**PAGE EXTRACT:**
[BEGIN]

Thursday, 2 July 2015

How To Use Data To Outsmart Your Competitors

(Image: Geralt via Pixabay)
The pressure's on to use data to outsmart your competitors. Here are six ways companies can use data to imagine and even re-imagine what's possible.

(Image: Geralt via Pixabay)
"Business as usual" can be a risky business practice, especially when there's cultural resistance to change. While some companies are embracing agile practices, there are a number of data-related barriers that keep companies from reaching their potential, most of which have to do with people, processes, and technology.
Industry disruptors make a point of using data in ways that other companies have not mastered, or may have not even considered. According to McKinsey & Company, most established businesses have not yet achieved impact at scale.
The clock is ticking, though, because the ability to leverage data is becoming less optional with time. For one thing, the competitive pressures have become obvious in virtually every industry. In addition, having a coherent data strategy is becoming a requirement on Wall Street. According to a forthcoming survey by Institutional Investor and KPMG, 24% of analysts have already revisited their opinion of a company or revalued it based on its data and analytics strategy. By 2018, that number will nearly double to 45%.

[END]

**DATASET CONTENT:**
[BEGIN]

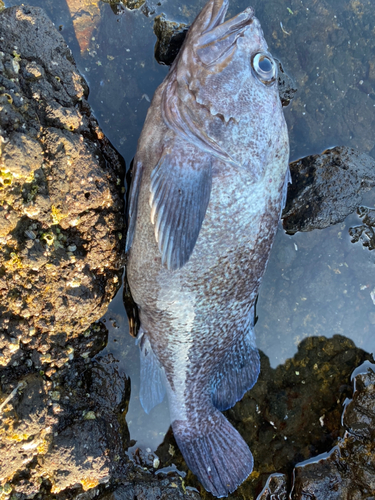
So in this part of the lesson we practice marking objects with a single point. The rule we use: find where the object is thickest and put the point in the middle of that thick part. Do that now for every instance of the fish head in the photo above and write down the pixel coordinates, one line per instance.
(226, 65)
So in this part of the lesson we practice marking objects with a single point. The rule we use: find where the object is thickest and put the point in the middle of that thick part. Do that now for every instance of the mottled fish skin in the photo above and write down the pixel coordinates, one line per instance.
(208, 185)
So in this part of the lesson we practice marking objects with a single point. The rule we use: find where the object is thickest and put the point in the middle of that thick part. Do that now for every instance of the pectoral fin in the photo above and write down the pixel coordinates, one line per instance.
(180, 192)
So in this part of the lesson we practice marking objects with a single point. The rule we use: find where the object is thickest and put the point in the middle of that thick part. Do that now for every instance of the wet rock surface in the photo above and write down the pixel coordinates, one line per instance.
(61, 221)
(291, 414)
(349, 470)
(326, 188)
(170, 37)
(65, 436)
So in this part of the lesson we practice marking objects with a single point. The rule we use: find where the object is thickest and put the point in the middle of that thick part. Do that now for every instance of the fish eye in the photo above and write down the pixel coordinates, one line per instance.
(264, 68)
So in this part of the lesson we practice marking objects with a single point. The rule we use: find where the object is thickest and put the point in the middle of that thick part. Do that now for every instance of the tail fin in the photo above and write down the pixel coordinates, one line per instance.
(218, 456)
(152, 390)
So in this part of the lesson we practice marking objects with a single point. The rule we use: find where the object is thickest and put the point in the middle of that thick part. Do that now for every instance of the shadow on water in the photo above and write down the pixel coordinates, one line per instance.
(316, 305)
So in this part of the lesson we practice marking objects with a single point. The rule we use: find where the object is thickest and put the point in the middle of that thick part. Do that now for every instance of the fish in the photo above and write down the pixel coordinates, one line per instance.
(209, 182)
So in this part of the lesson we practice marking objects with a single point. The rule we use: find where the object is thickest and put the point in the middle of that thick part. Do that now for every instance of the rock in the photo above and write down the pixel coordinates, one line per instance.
(364, 233)
(71, 430)
(171, 35)
(154, 489)
(61, 206)
(348, 472)
(291, 414)
(326, 188)
(275, 488)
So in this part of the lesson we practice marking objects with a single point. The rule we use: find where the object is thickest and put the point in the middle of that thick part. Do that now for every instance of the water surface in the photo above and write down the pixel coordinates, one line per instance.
(317, 283)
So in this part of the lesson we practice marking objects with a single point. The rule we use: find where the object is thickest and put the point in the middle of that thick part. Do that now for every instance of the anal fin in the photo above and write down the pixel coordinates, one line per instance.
(237, 374)
(152, 390)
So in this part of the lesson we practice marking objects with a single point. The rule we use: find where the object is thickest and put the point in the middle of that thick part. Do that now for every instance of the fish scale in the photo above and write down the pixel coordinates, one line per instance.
(209, 182)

[END]

**TO DO:**
Write out the whole article on using data to outsmart competitors again, word for word. The material comes from a separate source unrelated to the article.

**TASK SOLUTION:**
Thursday, 2 July 2015

How To Use Data To Outsmart Your Competitors

(Image: Geralt via Pixabay)
The pressure's on to use data to outsmart your competitors. Here are six ways companies can use data to imagine and even re-imagine what's possible.

(Image: Geralt via Pixabay)
"Business as usual" can be a risky business practice, especially when there's cultural resistance to change. While some companies are embracing agile practices, there are a number of data-related barriers that keep companies from reaching their potential, most of which have to do with people, processes, and technology.
Industry disruptors make a point of using data in ways that other companies have not mastered, or may have not even considered. According to McKinsey & Company, most established businesses have not yet achieved impact at scale.
The clock is ticking, though, because the ability to leverage data is becoming less optional with time. For one thing, the competitive pressures have become obvious in virtually every industry. In addition, having a coherent data strategy is becoming a requirement on Wall Street. According to a forthcoming survey by Institutional Investor and KPMG, 24% of analysts have already revisited their opinion of a company or revalued it based on its data and analytics strategy. By 2018, that number will nearly double to 45%.